### Problem details
Please print the entries below exactly, from the line with "-- sample [506,104]." through the line with "Target: black tire", including both of those lines and leaving out all others.

[Point-per-instance localization data]
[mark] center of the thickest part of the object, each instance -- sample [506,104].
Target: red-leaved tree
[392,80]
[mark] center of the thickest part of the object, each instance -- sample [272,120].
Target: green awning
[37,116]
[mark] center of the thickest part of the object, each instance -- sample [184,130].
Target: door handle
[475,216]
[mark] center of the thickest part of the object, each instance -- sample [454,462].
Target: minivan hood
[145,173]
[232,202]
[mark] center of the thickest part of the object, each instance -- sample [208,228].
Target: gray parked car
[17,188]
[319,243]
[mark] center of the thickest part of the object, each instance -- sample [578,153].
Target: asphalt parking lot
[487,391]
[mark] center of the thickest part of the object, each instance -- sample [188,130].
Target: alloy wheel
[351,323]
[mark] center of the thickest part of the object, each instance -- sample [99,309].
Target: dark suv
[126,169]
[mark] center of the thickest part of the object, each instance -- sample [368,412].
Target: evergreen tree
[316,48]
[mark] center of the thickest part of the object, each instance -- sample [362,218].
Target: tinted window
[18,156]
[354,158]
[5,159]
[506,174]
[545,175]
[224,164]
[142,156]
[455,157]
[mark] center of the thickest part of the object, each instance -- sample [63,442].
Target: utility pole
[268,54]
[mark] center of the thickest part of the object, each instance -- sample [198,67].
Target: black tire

---

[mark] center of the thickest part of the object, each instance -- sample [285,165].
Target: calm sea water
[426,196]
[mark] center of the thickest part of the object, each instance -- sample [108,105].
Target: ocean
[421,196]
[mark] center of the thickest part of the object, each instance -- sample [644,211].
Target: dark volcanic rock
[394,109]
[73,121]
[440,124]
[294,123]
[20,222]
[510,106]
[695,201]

* * *

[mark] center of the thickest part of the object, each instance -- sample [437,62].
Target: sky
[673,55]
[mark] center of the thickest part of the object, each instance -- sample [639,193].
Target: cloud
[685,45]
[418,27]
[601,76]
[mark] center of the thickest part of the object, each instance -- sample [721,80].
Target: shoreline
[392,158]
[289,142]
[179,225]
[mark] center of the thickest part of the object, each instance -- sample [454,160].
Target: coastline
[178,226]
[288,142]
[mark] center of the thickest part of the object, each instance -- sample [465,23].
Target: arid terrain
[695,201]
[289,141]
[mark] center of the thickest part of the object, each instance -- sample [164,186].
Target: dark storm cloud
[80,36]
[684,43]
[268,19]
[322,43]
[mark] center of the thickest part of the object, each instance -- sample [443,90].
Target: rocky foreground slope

### Reply
[mark] center of the thickest part of the object, each instance -- sample [506,104].
Target: red-leaved tree
[392,80]
[mark] center of the thickest part of the object, each instance -- sample [272,120].
Target: green awning
[37,116]
[mark] center of the thickest part of the object, each instance -- sample [184,130].
Target: door handle
[475,216]
[mark] center of the thickest part of the object, each instance -- sample [454,462].
Target: minivan hood
[145,173]
[232,202]
[mark] center of the thickest part of the object, each instance -- sample [208,228].
Target: gray parked car
[17,188]
[319,243]
[mark] center of the thickest part of the object, each instance -- sample [578,153].
Target: asphalt parking lot
[487,391]
[mark] center of the thickest part of the object, each instance -- sample [188,130].
Target: alloy wheel
[351,323]
[mark] center of the thickest part of the object, each instance -- sample [99,309].
Target: dark suv
[126,169]
[mark] center of the thickest part of the object, each instance -- sample [368,412].
Target: evergreen tree
[316,48]
[mark] center of the thickest part of the object, each instance -- sample [362,218].
Target: tinted window
[18,156]
[354,158]
[5,159]
[506,174]
[545,175]
[224,164]
[142,156]
[455,157]
[mark] center of the thickest part of the object, each instance -- sample [63,442].
Target: utility pole
[268,54]
[mark] center of the thickest part of the object, each instance -- sample [198,67].
Target: black tire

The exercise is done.